Top of DOCUMENT SECTION

Coverage of Kathleen Kane case brings more hard questions for Philadelphia newspapers
This is Part 4 in our series: The moral and ethical decline of the Philadelphia Inquirer. Read Part 1 here. Read Part 2 here. Read Part 3 here.
Imagine if Washington Post reporters Bob Woodward and Carl Bernstein, instead of exposing wrongs in Watergate, telephoned the Justice Department to report that Associate FBI Director Mark Felt, code-named Deep Throat, was giving away national secrets in a Washington DC parking garage.
That’s about what you’d have with the Philadelphia Daily News and Inquirer’s unusual and unexplained handling of secret source material they say they received in the current criminal case against state Attorney General Kathleen Kane.
Rather than go to jail to protect a source as most newspaper reporters would do, the Inquirer and Daily News seem satisfied to work with court officials to expose a source, and punish the source for giving them information.
An article published by the Inquirer on March 12 drives home this strange reality.

Bottom of DOCUMENT SECTION

» WHAT TO DO
Resume the piece on Philadelphia newspapers' coverage of the Kathleen Kane case, picking up right after its last sentence.

Top of MATERIAL SHOWN

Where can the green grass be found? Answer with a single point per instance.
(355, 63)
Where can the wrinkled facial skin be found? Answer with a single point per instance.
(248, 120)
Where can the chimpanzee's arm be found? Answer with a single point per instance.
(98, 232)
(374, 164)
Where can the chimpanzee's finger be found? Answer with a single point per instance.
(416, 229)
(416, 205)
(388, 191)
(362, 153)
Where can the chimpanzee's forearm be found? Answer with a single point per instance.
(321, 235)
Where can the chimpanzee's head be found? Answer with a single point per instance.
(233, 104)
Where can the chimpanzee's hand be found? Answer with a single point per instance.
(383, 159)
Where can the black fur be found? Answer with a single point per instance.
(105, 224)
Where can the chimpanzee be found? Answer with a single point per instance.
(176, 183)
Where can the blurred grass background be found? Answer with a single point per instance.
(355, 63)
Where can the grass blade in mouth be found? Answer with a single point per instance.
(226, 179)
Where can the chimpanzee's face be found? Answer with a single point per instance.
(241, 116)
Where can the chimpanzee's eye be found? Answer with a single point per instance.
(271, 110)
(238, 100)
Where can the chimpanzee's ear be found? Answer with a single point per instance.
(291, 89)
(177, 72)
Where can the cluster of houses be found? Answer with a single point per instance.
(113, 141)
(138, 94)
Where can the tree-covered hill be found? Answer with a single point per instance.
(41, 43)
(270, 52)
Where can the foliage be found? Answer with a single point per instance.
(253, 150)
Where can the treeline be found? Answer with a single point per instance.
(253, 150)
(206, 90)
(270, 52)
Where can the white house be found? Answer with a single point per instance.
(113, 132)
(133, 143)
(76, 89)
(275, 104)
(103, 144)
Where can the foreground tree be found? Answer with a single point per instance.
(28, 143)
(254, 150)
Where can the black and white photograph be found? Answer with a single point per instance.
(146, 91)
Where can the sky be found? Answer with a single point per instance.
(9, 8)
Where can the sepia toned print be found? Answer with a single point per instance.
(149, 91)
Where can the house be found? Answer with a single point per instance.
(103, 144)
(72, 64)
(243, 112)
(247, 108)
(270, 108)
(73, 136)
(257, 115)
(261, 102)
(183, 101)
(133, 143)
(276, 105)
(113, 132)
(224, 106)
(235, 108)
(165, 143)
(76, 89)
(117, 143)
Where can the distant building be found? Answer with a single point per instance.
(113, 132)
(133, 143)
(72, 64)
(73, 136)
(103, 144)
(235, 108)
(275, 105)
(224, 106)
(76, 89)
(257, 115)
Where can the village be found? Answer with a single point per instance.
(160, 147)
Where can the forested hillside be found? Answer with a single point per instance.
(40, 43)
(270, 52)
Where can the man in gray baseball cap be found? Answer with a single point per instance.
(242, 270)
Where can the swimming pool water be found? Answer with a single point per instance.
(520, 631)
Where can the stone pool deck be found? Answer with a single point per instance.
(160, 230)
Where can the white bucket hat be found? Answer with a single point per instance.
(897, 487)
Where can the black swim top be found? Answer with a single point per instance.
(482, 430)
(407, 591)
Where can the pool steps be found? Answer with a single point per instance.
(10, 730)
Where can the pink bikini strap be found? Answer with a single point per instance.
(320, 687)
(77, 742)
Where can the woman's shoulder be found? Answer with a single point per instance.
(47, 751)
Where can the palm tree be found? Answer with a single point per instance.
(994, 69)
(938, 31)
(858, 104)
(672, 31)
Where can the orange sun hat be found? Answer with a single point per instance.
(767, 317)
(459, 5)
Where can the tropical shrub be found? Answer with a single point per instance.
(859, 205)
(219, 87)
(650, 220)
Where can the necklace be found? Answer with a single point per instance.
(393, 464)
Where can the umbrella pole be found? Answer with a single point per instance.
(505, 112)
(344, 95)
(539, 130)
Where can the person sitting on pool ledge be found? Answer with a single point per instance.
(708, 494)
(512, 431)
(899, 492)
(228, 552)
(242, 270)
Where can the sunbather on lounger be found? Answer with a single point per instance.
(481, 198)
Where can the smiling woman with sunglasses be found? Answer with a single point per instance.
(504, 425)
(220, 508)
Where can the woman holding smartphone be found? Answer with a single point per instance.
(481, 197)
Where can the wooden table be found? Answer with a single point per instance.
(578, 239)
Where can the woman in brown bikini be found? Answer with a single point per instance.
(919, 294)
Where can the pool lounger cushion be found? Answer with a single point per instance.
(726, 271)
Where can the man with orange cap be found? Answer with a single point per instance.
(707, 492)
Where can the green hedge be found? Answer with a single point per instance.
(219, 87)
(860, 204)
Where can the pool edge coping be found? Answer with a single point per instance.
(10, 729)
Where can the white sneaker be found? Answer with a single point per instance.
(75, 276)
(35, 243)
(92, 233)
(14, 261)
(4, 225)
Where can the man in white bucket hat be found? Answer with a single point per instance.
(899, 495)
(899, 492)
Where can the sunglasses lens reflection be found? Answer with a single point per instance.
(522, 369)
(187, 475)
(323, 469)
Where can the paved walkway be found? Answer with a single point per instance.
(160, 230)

Bottom of MATERIAL SHOWN

» YOUR RESPONSE
It begs the question: Did the Inquirer and Daily News burn a source — Kane — and are they continuing to help prosecutors put their own source in criminal trouble?
The Inquirer’s article, “How the perjury case against Kane was built,” was written by reporters Craig R. McCoy and Angela Couloumbis.
In the article, reporters McCoy and Couloumbis hide behind a legalistic explanation of how “secret” grand jury material from the attorney general’s office ended up in the hands of Philadelphia Daily News reporter Chris Brennan, a colleague of the Inquirer reporters.
But reporter Brennan’s name, and how he came by the material and what he did with it, is never mentioned in the article, nor explained.
The Inquirer’s article as such offers a legalistic explanation of what the lawyers and prosecutors are up to.
What’s lacking is a journalistic explanation of the roles of the Inquirer and Daily News’ reporters, what they are doing, and have done, to help bring the case against the state attorney general.
Who gave us this secret stuff?
The Inquirer reports that an individual or individuals in the attorney general’s office in May 2014 conspired to break the law by delivering a “sealed” envelope containing secret grand jury material to unwashed outsiders working for, not the Soviet Embassy, but the Inquirer’s sister publication, the Daily News — using an insulated, protective, and mysterious means to do so, no less.
The Inquirer spends more than a dozen paragraphs summarizing a supposed long-running debate in Kane’s AG’s office about whether officials could share information about the case; information that was meant for, and ends up in, the Inquirer’s own corporate hands.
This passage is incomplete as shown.